## Aim of the task
Format the entire listing below as a JSON array of strings, with one string per line and blank lines omitted.

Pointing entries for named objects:
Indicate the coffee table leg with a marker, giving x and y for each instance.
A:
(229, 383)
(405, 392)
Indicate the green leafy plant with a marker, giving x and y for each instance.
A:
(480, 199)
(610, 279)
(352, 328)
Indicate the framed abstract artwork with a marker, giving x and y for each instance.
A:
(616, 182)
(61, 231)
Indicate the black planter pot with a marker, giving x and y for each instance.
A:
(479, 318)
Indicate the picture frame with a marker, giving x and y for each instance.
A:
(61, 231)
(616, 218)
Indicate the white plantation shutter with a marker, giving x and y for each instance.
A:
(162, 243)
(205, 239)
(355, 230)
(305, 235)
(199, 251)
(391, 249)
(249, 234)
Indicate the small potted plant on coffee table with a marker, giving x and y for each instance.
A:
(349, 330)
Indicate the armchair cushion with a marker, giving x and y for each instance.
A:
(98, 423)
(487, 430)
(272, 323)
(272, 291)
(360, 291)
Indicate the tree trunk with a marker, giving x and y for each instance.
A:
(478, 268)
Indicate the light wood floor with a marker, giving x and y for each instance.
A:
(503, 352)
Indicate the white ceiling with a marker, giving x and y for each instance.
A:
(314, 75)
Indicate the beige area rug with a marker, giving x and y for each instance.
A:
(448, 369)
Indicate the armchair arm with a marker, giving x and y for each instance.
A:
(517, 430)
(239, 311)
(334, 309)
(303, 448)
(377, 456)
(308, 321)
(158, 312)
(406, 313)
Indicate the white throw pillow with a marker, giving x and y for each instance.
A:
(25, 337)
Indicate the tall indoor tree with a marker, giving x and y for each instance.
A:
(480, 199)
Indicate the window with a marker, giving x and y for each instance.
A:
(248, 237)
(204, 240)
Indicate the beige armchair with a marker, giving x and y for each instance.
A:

## Completed exercise
[
  "Indicate the coffee table leg with a marker, giving x and y for each instance.",
  "A:",
  "(229, 383)",
  "(405, 392)",
  "Indicate the green leafy plant with a marker, giving x and y for each instance.",
  "A:",
  "(480, 199)",
  "(610, 279)",
  "(352, 328)",
  "Indicate the framed abstract artwork with a marker, giving x and y for each instance.",
  "A:",
  "(616, 182)",
  "(61, 231)",
  "Indicate the black planter pot with a marker, giving x and y for each instance.",
  "A:",
  "(479, 318)",
  "Indicate the picture frame with a marker, giving x and y for each instance.",
  "A:",
  "(61, 231)",
  "(616, 218)",
  "Indicate the white plantation shutter with a marker, giving x and y for each instance.",
  "A:",
  "(162, 243)",
  "(205, 239)",
  "(355, 230)",
  "(305, 235)",
  "(199, 251)",
  "(391, 249)",
  "(249, 234)",
  "Indicate the small potted plant on coffee table with a marker, giving x and y for each instance.",
  "A:",
  "(349, 330)",
  "Indicate the armchair cushion with a marker, giving x and y for each instance.",
  "A:",
  "(98, 423)",
  "(487, 430)",
  "(272, 323)",
  "(272, 291)",
  "(360, 291)",
  "Indicate the tree trunk with a marker, giving x and y for each instance.",
  "A:",
  "(478, 268)",
  "Indicate the light wood floor with a marker, giving x and y for each instance.",
  "A:",
  "(503, 352)",
  "Indicate the white ceiling with a marker, giving x and y for each instance.",
  "A:",
  "(314, 75)",
  "Indicate the beige area rug with a marker, giving x and y for each instance.",
  "A:",
  "(448, 369)",
  "Indicate the armchair arm with a marker, giving x and y for each instance.",
  "A:",
  "(517, 430)",
  "(239, 311)",
  "(334, 309)",
  "(303, 448)",
  "(377, 456)",
  "(308, 321)",
  "(158, 312)",
  "(406, 313)",
  "Indicate the white throw pillow with a marker, giving x and y for each instance.",
  "A:",
  "(25, 337)",
  "Indicate the tall indoor tree with a marker, giving x and y for each instance.",
  "A:",
  "(480, 199)",
  "Indicate the window with a marker, giving x and y for each instance.",
  "A:",
  "(248, 237)",
  "(204, 240)",
  "Indicate the beige armchair with a marker, giving x and y for each instance.",
  "A:"
]